Task to carry out >> Lines from the one containing "If you could point at the gray" through the end of the data are to be returned exactly, and no others.

━━ Material to process ━━

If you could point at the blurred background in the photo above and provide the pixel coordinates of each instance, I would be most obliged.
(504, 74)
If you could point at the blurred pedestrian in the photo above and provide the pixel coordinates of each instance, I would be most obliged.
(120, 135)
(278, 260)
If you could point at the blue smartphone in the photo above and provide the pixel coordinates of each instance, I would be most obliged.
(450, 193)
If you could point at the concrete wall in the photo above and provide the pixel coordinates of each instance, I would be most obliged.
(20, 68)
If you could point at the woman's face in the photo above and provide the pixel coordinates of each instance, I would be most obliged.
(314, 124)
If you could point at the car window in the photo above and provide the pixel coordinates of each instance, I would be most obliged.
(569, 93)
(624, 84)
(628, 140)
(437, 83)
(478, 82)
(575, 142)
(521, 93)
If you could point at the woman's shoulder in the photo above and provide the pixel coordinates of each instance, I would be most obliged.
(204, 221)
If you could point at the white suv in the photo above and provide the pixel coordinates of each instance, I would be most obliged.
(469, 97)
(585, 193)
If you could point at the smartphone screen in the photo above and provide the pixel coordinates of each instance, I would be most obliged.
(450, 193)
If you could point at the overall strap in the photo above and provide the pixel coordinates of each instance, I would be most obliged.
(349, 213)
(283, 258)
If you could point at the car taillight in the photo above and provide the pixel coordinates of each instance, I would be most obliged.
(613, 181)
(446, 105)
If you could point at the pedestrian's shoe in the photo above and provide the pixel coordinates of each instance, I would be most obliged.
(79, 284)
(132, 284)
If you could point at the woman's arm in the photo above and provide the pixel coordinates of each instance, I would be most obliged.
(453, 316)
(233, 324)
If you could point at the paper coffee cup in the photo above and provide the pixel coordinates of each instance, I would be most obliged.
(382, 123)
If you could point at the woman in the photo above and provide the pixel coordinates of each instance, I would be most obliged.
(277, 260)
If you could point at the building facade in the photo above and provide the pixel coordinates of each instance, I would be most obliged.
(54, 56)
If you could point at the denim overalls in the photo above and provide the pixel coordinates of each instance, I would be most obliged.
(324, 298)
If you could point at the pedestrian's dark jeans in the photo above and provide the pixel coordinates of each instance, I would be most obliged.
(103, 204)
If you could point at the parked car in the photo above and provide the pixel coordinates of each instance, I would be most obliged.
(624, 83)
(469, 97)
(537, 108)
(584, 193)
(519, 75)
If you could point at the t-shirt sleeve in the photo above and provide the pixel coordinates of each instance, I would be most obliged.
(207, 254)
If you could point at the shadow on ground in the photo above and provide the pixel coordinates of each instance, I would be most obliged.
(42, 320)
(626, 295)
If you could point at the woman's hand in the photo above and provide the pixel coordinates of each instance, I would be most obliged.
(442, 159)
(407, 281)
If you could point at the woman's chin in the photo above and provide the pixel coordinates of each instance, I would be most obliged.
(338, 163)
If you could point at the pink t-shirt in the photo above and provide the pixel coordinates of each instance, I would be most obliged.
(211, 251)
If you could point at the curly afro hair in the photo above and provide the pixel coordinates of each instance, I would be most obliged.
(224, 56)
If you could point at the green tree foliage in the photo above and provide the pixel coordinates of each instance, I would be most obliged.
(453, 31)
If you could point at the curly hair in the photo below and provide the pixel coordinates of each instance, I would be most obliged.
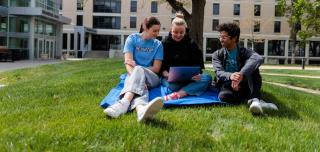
(232, 29)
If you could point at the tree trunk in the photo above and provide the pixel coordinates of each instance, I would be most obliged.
(196, 30)
(293, 34)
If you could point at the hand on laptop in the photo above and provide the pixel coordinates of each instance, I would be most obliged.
(130, 62)
(196, 77)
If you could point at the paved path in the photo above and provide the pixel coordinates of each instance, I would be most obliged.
(209, 66)
(292, 75)
(7, 66)
(294, 87)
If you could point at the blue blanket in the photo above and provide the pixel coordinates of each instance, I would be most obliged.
(208, 97)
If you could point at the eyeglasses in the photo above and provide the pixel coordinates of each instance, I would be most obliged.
(223, 37)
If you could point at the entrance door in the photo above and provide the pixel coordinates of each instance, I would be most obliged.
(40, 49)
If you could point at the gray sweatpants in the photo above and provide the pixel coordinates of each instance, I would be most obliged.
(138, 83)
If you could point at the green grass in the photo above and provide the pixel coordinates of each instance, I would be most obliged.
(309, 83)
(56, 108)
(294, 72)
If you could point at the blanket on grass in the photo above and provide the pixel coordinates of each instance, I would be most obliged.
(208, 97)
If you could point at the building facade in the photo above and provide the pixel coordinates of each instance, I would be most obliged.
(101, 25)
(32, 29)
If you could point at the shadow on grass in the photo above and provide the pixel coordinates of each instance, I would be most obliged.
(284, 110)
(159, 124)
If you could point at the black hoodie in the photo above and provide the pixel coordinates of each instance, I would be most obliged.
(183, 53)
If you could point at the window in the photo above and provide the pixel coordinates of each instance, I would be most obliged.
(314, 48)
(236, 9)
(256, 27)
(277, 27)
(79, 4)
(277, 12)
(133, 6)
(64, 41)
(237, 22)
(106, 22)
(107, 6)
(300, 51)
(215, 23)
(216, 9)
(276, 47)
(154, 7)
(133, 22)
(257, 10)
(79, 20)
(71, 41)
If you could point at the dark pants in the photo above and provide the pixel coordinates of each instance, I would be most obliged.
(249, 88)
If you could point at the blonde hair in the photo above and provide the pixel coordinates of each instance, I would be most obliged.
(179, 20)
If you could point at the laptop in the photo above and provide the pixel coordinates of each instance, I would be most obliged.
(185, 73)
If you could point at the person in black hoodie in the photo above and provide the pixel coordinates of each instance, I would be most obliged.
(180, 50)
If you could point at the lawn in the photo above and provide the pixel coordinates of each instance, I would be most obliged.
(56, 108)
(292, 72)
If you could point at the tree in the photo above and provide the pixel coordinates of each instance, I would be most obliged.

━━━

Task solution >>
If you could point at the gray sweatpants in the photo above and provide the pixel coordinates of each instance, I would be most obliged.
(138, 83)
If you could point at the green grass in the photo above and provide the pixel coordinates of each instance, I would be most obliged.
(309, 83)
(56, 108)
(294, 72)
If you could point at the blanket on grass in the photo above and provide the pixel coordinates of each instance, I would be most obliged.
(208, 97)
If you could point at the building facade in the photo above and provide the pixel coordinates of each instance, I would be most obliged.
(101, 25)
(32, 29)
If you could point at the shadow on grass in the photo above and provide the pixel coordinates of each instance, I would be most obliged.
(284, 110)
(159, 124)
If you could point at the black hoodie in the photo above and provide the pixel coordinates of each instance, I would be most obliged.
(183, 53)
If you could point at the window in the photo above and provide the pixel coordinates of each instance, I would be most obliged.
(314, 48)
(236, 9)
(256, 27)
(277, 27)
(79, 4)
(277, 12)
(133, 6)
(64, 41)
(237, 22)
(106, 22)
(107, 6)
(300, 51)
(215, 23)
(216, 9)
(276, 47)
(154, 7)
(133, 22)
(257, 10)
(79, 20)
(71, 41)
If you could point at the dark pants in the photo above and provide the pixel coordinates of each instance, I would be most obliged.
(249, 88)
If you could point at the blonde hair in the photo above and provide the pixel coordinates of each instance, I would be most obliged.
(179, 20)
If you could point at the laptop in the photo above and provide the pixel coordinates of each instance, I would be most obliged.
(185, 73)
If you could point at the person in black hoodie in the photo above and provide the pixel coordinates of each instance, I would be most obliged.
(180, 50)
If you could point at the lawn in the photo above and provide the pixel coordinates of each instance, I would be most obliged.
(56, 108)
(292, 72)
If you could point at the tree in the photo above and provide the pixel coordinates of each instance, I would be most obliged.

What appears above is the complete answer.